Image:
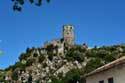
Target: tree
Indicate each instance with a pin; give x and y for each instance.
(17, 6)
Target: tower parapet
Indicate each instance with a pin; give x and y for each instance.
(68, 34)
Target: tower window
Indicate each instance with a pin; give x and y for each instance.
(110, 80)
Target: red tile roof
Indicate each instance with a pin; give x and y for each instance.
(108, 66)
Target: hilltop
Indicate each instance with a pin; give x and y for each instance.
(60, 61)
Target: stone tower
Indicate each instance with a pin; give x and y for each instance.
(68, 34)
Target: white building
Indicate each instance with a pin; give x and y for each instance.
(113, 72)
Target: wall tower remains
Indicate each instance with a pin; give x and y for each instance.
(68, 34)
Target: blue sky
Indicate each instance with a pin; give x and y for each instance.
(96, 22)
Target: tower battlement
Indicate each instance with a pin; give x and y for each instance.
(68, 34)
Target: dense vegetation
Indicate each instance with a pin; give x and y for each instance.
(96, 57)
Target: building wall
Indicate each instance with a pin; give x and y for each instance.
(68, 34)
(118, 74)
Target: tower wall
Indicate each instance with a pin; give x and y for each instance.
(68, 34)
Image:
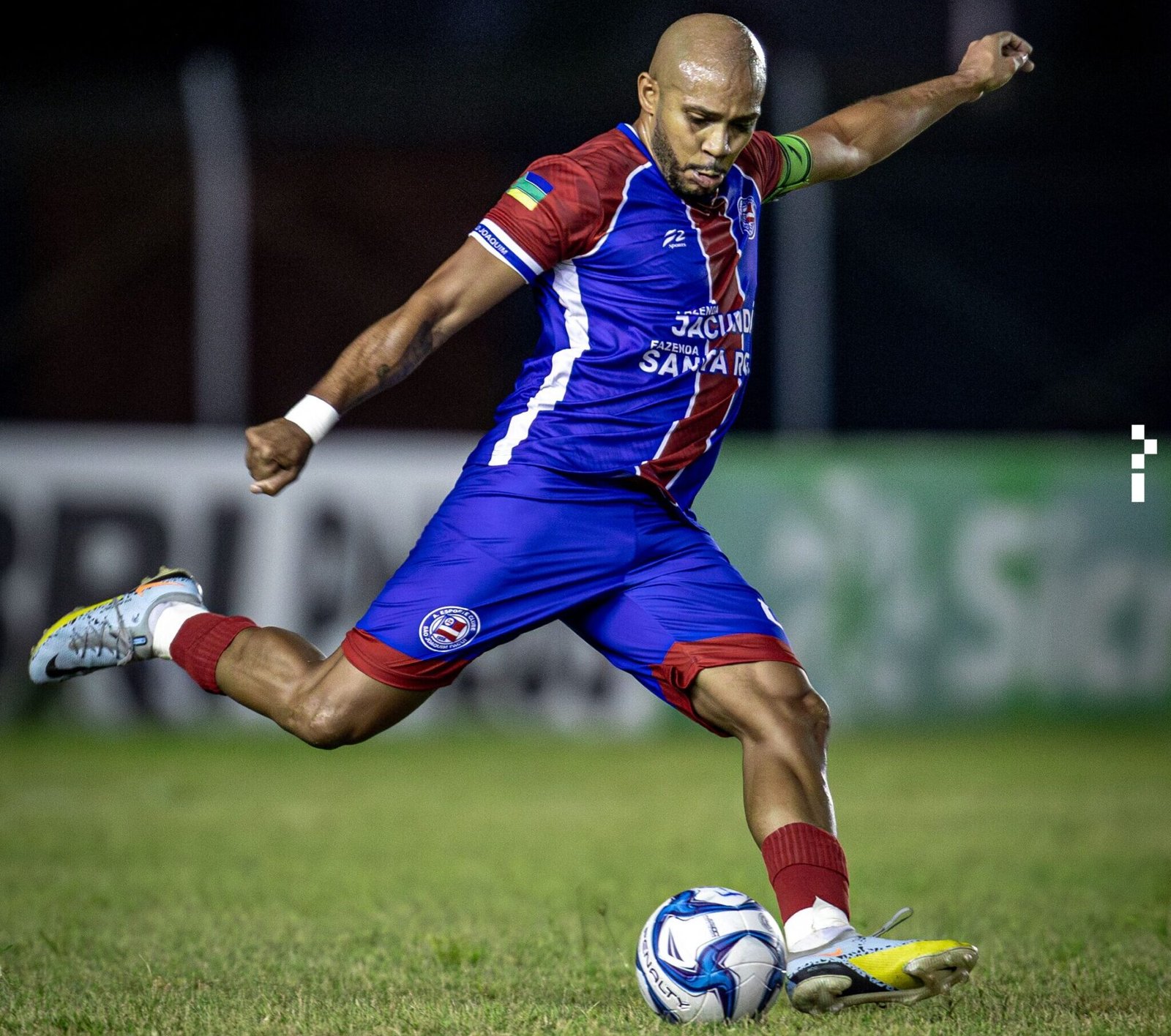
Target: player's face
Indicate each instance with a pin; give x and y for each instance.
(700, 132)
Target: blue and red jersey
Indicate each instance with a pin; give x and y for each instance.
(647, 309)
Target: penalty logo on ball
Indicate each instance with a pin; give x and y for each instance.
(449, 628)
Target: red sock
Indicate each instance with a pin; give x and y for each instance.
(202, 641)
(806, 863)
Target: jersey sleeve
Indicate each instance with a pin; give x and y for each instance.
(550, 212)
(777, 164)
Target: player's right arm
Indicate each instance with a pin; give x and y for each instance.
(466, 286)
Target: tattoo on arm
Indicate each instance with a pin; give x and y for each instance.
(421, 347)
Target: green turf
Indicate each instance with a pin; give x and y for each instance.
(474, 884)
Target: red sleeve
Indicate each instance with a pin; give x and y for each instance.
(550, 212)
(764, 161)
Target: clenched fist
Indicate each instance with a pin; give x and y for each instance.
(277, 452)
(992, 61)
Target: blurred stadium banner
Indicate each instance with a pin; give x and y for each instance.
(916, 577)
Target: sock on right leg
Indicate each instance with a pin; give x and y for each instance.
(201, 642)
(164, 623)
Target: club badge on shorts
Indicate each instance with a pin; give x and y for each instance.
(449, 628)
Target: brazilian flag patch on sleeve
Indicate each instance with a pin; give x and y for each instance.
(530, 190)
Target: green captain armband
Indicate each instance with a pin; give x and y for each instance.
(798, 165)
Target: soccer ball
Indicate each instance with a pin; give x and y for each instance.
(710, 956)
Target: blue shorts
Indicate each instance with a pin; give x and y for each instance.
(515, 547)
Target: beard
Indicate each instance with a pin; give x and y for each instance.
(673, 170)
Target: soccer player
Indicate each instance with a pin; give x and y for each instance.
(641, 249)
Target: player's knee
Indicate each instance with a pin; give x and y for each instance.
(322, 724)
(785, 704)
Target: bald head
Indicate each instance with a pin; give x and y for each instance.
(708, 50)
(700, 101)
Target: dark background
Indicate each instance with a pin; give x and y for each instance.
(1006, 272)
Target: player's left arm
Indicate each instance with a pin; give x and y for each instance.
(854, 138)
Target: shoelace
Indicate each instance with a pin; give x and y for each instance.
(101, 635)
(901, 916)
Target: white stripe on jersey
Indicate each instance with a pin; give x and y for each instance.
(553, 388)
(511, 245)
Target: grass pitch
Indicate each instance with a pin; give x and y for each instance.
(478, 884)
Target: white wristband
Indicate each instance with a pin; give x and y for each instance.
(314, 417)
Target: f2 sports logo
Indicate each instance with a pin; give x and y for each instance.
(1139, 462)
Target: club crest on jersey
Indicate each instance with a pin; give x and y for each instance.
(747, 209)
(449, 628)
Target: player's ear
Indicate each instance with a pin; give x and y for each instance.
(648, 93)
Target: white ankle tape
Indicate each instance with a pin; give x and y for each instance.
(165, 623)
(313, 416)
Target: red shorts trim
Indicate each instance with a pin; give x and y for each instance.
(688, 659)
(384, 664)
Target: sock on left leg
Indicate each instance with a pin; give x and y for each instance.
(808, 874)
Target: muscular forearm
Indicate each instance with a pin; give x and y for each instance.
(853, 140)
(876, 128)
(382, 355)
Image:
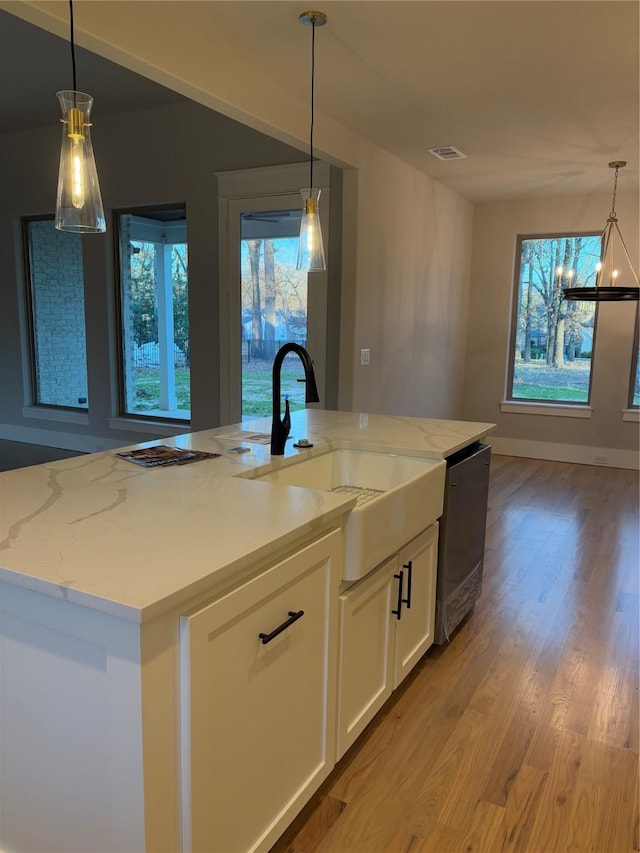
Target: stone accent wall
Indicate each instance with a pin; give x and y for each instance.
(59, 322)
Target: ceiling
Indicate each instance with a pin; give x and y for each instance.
(538, 94)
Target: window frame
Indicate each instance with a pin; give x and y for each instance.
(35, 404)
(123, 414)
(540, 403)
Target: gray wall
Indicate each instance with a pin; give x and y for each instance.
(146, 158)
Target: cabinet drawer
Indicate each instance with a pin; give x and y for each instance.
(258, 731)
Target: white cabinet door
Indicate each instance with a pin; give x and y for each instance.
(366, 662)
(258, 702)
(414, 632)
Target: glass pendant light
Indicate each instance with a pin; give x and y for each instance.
(608, 275)
(78, 203)
(310, 247)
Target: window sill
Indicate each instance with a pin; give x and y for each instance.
(555, 409)
(65, 416)
(149, 426)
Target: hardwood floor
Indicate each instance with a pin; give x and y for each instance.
(522, 733)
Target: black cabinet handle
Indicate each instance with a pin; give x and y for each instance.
(400, 577)
(293, 617)
(409, 567)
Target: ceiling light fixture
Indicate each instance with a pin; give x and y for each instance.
(606, 287)
(310, 248)
(78, 203)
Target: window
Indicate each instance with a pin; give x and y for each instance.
(274, 307)
(553, 339)
(56, 303)
(154, 311)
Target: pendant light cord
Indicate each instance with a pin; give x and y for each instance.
(73, 46)
(313, 78)
(612, 215)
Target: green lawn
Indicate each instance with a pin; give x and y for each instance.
(537, 381)
(256, 388)
(148, 388)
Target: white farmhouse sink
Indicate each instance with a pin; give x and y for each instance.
(398, 496)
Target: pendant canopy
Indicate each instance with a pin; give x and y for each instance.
(608, 287)
(310, 246)
(78, 202)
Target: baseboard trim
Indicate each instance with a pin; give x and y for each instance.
(606, 457)
(62, 440)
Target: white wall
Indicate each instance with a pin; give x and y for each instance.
(413, 258)
(495, 229)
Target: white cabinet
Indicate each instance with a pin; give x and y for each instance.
(416, 605)
(258, 702)
(386, 625)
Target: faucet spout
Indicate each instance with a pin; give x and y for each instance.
(280, 426)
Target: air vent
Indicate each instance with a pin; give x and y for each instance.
(447, 153)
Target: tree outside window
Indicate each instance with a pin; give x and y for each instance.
(553, 339)
(154, 307)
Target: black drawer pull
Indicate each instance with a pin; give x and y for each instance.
(293, 617)
(397, 613)
(409, 567)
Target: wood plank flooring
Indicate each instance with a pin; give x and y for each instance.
(521, 734)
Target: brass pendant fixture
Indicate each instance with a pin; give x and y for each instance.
(78, 203)
(310, 247)
(608, 274)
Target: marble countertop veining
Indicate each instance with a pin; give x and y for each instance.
(130, 541)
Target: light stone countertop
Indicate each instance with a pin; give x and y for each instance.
(132, 542)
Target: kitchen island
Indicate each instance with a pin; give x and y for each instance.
(125, 594)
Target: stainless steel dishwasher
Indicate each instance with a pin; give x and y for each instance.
(462, 534)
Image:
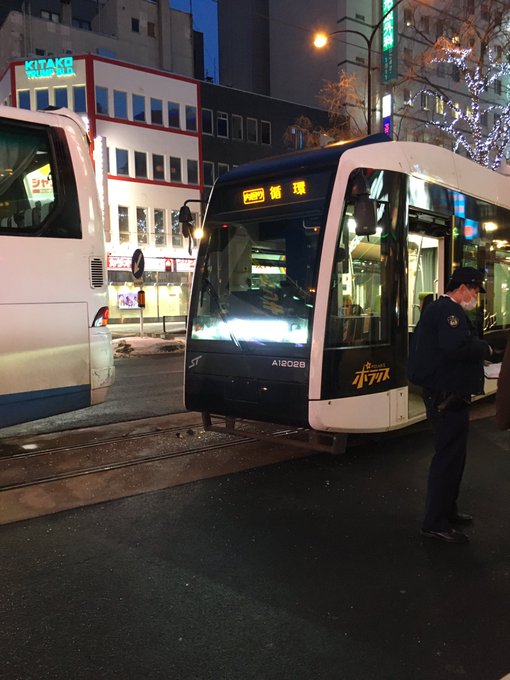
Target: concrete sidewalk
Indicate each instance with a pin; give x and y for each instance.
(306, 570)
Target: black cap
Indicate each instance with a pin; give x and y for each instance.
(467, 275)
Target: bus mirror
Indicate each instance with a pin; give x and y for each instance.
(365, 215)
(186, 220)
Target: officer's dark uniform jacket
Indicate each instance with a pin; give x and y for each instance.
(446, 355)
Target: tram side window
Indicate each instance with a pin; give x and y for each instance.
(357, 309)
(29, 200)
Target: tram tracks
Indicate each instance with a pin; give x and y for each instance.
(42, 475)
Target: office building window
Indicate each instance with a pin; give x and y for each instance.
(138, 107)
(192, 166)
(176, 229)
(119, 104)
(222, 124)
(156, 111)
(141, 226)
(42, 99)
(102, 100)
(208, 173)
(251, 130)
(159, 227)
(207, 122)
(50, 16)
(174, 115)
(80, 103)
(223, 168)
(24, 99)
(158, 166)
(191, 118)
(122, 160)
(237, 127)
(140, 164)
(265, 132)
(60, 94)
(123, 215)
(175, 169)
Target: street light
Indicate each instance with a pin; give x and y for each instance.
(321, 40)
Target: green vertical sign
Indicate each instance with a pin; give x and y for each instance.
(389, 42)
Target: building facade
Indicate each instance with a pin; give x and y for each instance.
(144, 127)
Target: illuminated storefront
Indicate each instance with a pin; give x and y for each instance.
(143, 125)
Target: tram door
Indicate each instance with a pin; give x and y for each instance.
(426, 255)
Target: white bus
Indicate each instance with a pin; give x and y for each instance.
(55, 346)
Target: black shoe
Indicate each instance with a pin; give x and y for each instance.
(460, 518)
(448, 536)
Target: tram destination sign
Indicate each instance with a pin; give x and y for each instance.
(58, 67)
(282, 191)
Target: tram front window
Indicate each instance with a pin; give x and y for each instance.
(257, 281)
(358, 309)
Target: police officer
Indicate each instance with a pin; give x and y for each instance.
(446, 360)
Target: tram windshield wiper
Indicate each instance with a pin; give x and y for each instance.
(207, 285)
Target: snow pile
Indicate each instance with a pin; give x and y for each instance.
(136, 346)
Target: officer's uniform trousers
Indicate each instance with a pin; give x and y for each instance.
(445, 474)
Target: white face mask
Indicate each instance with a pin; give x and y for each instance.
(468, 306)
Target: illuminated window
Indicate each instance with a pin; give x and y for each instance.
(140, 164)
(24, 99)
(158, 166)
(138, 107)
(176, 229)
(174, 115)
(207, 122)
(192, 167)
(119, 104)
(265, 132)
(156, 111)
(80, 103)
(208, 169)
(222, 124)
(50, 16)
(123, 217)
(42, 100)
(60, 94)
(122, 160)
(159, 227)
(191, 118)
(237, 126)
(175, 169)
(251, 130)
(102, 100)
(142, 227)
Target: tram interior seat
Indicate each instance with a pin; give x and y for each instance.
(348, 331)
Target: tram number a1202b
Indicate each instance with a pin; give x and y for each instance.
(312, 272)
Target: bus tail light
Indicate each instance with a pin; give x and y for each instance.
(101, 318)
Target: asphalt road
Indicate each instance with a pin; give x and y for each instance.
(307, 570)
(144, 386)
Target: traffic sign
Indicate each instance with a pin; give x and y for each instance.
(137, 264)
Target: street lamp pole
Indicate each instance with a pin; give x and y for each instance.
(368, 40)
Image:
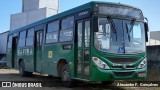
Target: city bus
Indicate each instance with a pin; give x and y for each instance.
(96, 42)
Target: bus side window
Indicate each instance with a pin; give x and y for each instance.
(22, 39)
(30, 37)
(66, 32)
(52, 32)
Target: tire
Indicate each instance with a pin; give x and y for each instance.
(65, 77)
(22, 71)
(107, 82)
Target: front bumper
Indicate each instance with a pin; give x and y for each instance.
(107, 75)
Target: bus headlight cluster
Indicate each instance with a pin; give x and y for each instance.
(100, 63)
(142, 64)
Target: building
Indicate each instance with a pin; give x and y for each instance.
(154, 38)
(3, 43)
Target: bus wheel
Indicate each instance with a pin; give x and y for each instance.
(65, 76)
(107, 82)
(22, 72)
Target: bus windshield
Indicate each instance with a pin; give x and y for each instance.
(123, 41)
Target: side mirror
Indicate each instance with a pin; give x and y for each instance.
(146, 31)
(95, 24)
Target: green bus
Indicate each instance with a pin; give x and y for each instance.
(97, 41)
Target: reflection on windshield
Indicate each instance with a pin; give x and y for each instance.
(137, 38)
(105, 38)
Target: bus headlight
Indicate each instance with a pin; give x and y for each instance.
(142, 64)
(100, 63)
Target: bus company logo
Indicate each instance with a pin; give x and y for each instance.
(6, 84)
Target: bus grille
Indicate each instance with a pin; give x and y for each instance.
(121, 67)
(120, 74)
(123, 60)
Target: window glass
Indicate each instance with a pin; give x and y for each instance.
(21, 43)
(52, 37)
(79, 34)
(10, 38)
(68, 22)
(23, 35)
(54, 26)
(87, 33)
(66, 35)
(29, 41)
(30, 32)
(9, 44)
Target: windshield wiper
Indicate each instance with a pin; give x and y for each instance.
(110, 20)
(130, 29)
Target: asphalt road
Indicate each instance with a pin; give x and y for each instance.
(12, 75)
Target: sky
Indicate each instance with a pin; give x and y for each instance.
(149, 8)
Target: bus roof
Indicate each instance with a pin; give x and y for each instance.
(66, 13)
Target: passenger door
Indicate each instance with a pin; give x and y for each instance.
(83, 49)
(38, 50)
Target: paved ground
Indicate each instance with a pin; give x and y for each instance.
(12, 75)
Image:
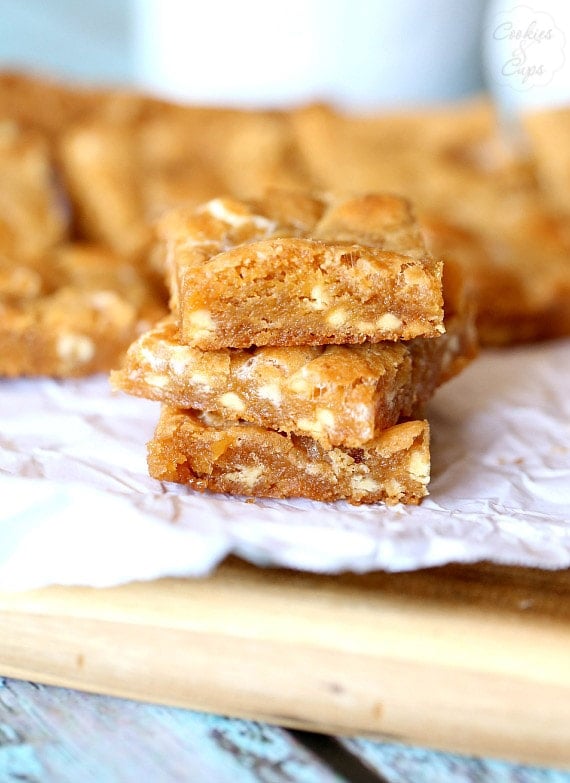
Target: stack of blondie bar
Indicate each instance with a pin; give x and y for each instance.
(305, 336)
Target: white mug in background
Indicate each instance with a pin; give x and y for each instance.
(526, 53)
(355, 53)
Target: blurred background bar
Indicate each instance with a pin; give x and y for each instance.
(361, 53)
(357, 53)
(79, 40)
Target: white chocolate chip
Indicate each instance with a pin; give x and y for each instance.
(246, 476)
(75, 348)
(389, 322)
(271, 392)
(325, 417)
(299, 385)
(219, 209)
(364, 483)
(202, 319)
(318, 299)
(312, 426)
(156, 379)
(232, 401)
(337, 317)
(419, 468)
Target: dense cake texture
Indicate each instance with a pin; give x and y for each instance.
(208, 453)
(33, 212)
(251, 273)
(72, 313)
(339, 395)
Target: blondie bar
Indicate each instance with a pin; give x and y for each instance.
(207, 453)
(73, 314)
(339, 395)
(242, 275)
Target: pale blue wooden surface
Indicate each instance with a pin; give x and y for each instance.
(55, 735)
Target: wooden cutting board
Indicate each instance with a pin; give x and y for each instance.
(474, 659)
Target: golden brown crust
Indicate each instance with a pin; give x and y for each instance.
(239, 277)
(244, 459)
(33, 213)
(72, 315)
(339, 395)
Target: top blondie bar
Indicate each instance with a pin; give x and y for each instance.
(293, 269)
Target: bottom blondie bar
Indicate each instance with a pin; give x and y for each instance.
(208, 453)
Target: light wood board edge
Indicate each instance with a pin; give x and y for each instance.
(304, 652)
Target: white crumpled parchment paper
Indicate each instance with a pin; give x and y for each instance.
(77, 505)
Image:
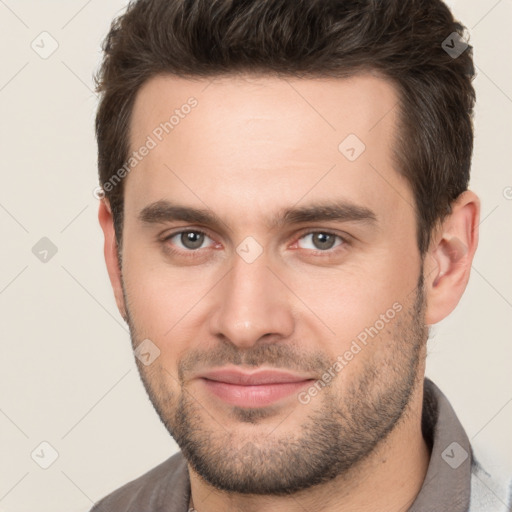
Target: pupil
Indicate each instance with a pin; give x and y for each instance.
(192, 239)
(324, 241)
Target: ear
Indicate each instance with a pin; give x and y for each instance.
(449, 258)
(110, 251)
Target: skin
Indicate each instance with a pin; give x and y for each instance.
(250, 148)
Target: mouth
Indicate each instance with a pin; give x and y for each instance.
(258, 389)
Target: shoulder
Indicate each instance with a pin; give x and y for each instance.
(168, 483)
(491, 484)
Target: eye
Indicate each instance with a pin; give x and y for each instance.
(321, 241)
(190, 240)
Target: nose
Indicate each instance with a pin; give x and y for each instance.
(252, 304)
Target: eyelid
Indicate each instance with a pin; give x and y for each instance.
(345, 238)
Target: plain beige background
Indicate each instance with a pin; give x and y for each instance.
(67, 375)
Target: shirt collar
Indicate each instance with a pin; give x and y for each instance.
(447, 484)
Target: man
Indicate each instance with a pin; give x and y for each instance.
(286, 212)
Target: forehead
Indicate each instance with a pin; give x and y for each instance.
(265, 139)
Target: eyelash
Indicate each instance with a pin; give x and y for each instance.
(195, 253)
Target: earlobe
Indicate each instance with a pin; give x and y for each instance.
(449, 259)
(110, 251)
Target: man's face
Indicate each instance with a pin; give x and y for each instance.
(259, 290)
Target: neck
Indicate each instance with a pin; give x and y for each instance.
(387, 481)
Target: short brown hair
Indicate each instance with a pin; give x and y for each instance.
(399, 39)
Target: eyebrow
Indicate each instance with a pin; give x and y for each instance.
(342, 211)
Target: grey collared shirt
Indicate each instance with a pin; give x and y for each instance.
(454, 482)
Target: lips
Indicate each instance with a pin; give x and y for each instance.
(257, 389)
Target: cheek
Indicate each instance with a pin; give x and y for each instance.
(343, 303)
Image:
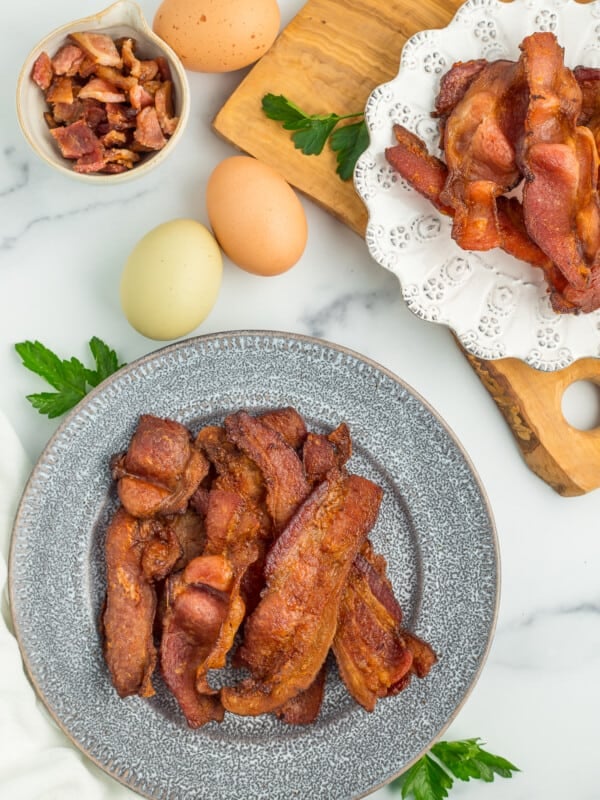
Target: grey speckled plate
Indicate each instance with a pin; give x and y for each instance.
(435, 529)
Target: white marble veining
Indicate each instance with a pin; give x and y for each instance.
(62, 248)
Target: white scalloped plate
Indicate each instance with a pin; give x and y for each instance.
(497, 306)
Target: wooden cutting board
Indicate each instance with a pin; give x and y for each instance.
(328, 59)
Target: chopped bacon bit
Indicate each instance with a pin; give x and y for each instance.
(148, 133)
(106, 105)
(152, 86)
(60, 91)
(148, 71)
(114, 137)
(132, 63)
(120, 117)
(94, 112)
(102, 90)
(163, 68)
(66, 113)
(68, 60)
(114, 76)
(87, 67)
(163, 101)
(114, 168)
(139, 97)
(42, 71)
(76, 140)
(122, 155)
(50, 121)
(91, 162)
(99, 47)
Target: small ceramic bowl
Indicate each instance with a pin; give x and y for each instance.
(123, 18)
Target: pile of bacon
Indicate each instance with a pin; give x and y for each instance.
(247, 547)
(503, 122)
(107, 107)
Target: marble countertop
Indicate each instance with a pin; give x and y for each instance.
(62, 248)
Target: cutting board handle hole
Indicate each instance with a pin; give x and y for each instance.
(581, 405)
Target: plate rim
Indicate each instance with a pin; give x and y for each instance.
(566, 354)
(230, 334)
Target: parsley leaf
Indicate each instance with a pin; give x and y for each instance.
(312, 131)
(467, 760)
(432, 776)
(426, 780)
(349, 142)
(71, 379)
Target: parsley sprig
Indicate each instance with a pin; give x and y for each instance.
(312, 131)
(71, 379)
(432, 776)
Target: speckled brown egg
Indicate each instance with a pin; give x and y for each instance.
(218, 35)
(256, 216)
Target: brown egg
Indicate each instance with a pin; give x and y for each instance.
(256, 216)
(218, 35)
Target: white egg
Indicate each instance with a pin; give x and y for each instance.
(171, 279)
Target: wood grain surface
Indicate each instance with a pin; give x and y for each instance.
(328, 59)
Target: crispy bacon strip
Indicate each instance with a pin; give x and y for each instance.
(427, 175)
(232, 529)
(454, 84)
(190, 531)
(304, 708)
(424, 172)
(374, 654)
(280, 465)
(160, 470)
(138, 553)
(287, 637)
(560, 163)
(203, 612)
(288, 423)
(480, 157)
(322, 453)
(239, 476)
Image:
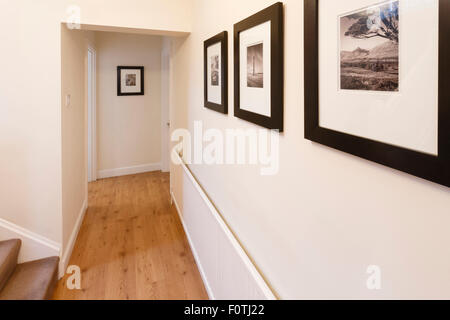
········
*EXERCISE DESCRIPTION*.
Print the lines running from the line with "Target: soccer ball" through the line with "(1139, 462)", including both of those lines, with no changes.

*RESULT*.
Target: soccer ball
Indicate each instance with a pin; give x and y for each instance.
(710, 956)
Target: blue shorts
Indicate each instance with a pin; give x and y for each instance.
(515, 547)
Target: beard
Indicate each instance with a pin; give x and y for each instance.
(673, 170)
Target: soccer player
Indicate each instance with a pin; give x and y for each instance.
(641, 249)
Target: player's knee
Indicate each instance with a pin; give x and y for each instance.
(322, 724)
(785, 704)
Target: bald head
Indicate each instance with a pin; give x and y for each instance.
(708, 50)
(700, 101)
Target: dark background
Indicate each instance with a pin; give x and y for each instance.
(1006, 272)
Target: player's left arm
Indicate each instance with a pin; give x and y for each instance.
(854, 138)
Target: shoelace
Indicate each instance with a pin; give x and y for each instance.
(101, 635)
(901, 916)
Target: white stripe on jersey
Indicate each instance with a pin; give x and y for each instance.
(553, 388)
(511, 245)
Target: grass pitch
Indicate each instance with a pin; give x and y for each instance.
(478, 884)
Target: white wristband
Indicate each instance with a pin; give x and y for each instance.
(314, 417)
Target: f2 sports logo
Indicate each instance with a pin; give x and y for each instance.
(1139, 462)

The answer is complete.